> [INSTRUCTIONS FOR THE TASK] Reproduce the lines of the material below verbatim, starting at the line containing "query (the noun phrase to segment): car tire" and ending at the end of the material, both ends included.

(Labeling and segmentation records)

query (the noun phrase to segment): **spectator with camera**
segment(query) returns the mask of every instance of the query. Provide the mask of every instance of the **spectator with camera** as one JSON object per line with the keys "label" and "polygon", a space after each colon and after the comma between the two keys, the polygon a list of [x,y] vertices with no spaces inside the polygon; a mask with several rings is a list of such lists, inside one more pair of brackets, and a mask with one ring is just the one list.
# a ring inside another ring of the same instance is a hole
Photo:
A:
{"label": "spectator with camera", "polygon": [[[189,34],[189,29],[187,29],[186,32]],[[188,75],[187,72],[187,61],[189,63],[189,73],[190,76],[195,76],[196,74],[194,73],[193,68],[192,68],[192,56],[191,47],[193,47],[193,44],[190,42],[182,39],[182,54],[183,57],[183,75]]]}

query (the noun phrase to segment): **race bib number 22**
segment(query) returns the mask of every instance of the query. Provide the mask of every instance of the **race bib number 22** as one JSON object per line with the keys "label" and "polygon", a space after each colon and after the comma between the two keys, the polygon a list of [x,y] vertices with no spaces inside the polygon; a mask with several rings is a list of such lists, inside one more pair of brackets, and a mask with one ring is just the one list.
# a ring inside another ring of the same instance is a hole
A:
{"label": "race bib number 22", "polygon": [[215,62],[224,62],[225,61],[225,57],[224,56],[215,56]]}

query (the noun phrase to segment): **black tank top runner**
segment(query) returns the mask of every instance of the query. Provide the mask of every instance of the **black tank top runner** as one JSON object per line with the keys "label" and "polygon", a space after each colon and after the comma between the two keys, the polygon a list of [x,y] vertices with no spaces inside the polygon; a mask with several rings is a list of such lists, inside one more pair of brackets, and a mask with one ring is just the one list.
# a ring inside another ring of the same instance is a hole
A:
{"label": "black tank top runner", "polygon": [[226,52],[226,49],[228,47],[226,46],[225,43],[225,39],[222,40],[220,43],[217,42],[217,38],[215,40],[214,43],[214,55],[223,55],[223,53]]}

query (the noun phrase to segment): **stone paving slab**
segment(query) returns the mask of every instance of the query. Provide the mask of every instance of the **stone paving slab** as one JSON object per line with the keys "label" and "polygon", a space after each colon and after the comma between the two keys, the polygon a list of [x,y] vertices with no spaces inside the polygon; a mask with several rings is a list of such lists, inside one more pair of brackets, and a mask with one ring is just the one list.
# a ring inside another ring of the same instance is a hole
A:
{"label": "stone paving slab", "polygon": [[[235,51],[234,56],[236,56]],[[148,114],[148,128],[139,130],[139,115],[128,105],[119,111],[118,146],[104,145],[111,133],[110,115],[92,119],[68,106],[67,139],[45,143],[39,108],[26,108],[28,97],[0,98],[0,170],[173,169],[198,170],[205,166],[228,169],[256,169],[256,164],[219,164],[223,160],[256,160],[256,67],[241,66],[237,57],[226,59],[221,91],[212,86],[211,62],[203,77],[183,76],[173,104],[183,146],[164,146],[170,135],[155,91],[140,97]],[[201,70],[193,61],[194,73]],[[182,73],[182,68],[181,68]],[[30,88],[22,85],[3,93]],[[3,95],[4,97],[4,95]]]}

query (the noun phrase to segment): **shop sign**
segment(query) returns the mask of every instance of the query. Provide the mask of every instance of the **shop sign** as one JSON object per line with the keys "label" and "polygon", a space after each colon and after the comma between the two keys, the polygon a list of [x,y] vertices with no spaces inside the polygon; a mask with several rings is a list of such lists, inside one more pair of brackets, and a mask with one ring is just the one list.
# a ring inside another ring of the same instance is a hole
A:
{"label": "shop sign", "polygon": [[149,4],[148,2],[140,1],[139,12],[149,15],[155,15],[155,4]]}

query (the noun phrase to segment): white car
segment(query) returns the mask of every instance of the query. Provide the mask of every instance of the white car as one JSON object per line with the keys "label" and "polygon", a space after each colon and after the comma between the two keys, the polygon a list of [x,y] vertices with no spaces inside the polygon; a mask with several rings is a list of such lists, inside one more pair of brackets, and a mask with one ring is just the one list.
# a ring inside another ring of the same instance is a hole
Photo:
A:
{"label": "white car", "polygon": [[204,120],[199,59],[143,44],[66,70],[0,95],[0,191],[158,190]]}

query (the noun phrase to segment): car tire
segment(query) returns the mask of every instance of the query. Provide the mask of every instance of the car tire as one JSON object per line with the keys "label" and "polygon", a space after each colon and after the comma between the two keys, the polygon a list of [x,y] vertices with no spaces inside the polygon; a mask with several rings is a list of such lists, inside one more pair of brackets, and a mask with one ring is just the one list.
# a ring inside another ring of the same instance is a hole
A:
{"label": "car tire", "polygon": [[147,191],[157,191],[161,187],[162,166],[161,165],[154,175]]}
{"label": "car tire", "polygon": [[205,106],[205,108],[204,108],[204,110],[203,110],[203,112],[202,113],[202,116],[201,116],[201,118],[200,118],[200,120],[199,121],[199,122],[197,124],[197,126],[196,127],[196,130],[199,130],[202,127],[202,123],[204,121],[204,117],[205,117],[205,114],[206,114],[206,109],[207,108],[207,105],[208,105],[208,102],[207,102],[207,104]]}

> [FINAL ANSWER]
query (the noun phrase to segment): car tire
segment(query) returns the mask of every instance of the query. Provide the mask of every instance of the car tire as one JSON object per line with the keys "label" and "polygon", a space after each colon and after the comma between the two keys, the polygon a list of [x,y] vertices with no spaces inside the polygon; a mask with several rings is a list of such lists, inside one more pair of brackets, and a mask with one ring is just the one list.
# a ring inside another ring of the same instance is a hole
A:
{"label": "car tire", "polygon": [[147,191],[157,191],[161,187],[162,166],[161,165],[154,175]]}
{"label": "car tire", "polygon": [[205,106],[205,108],[204,108],[204,110],[203,110],[203,112],[202,113],[202,116],[201,116],[201,118],[200,118],[200,120],[199,121],[199,122],[197,124],[197,126],[196,127],[196,130],[199,130],[202,127],[202,123],[204,121],[204,117],[205,117],[205,114],[206,114],[206,109],[207,108],[207,105],[208,105],[208,102],[207,102],[207,104]]}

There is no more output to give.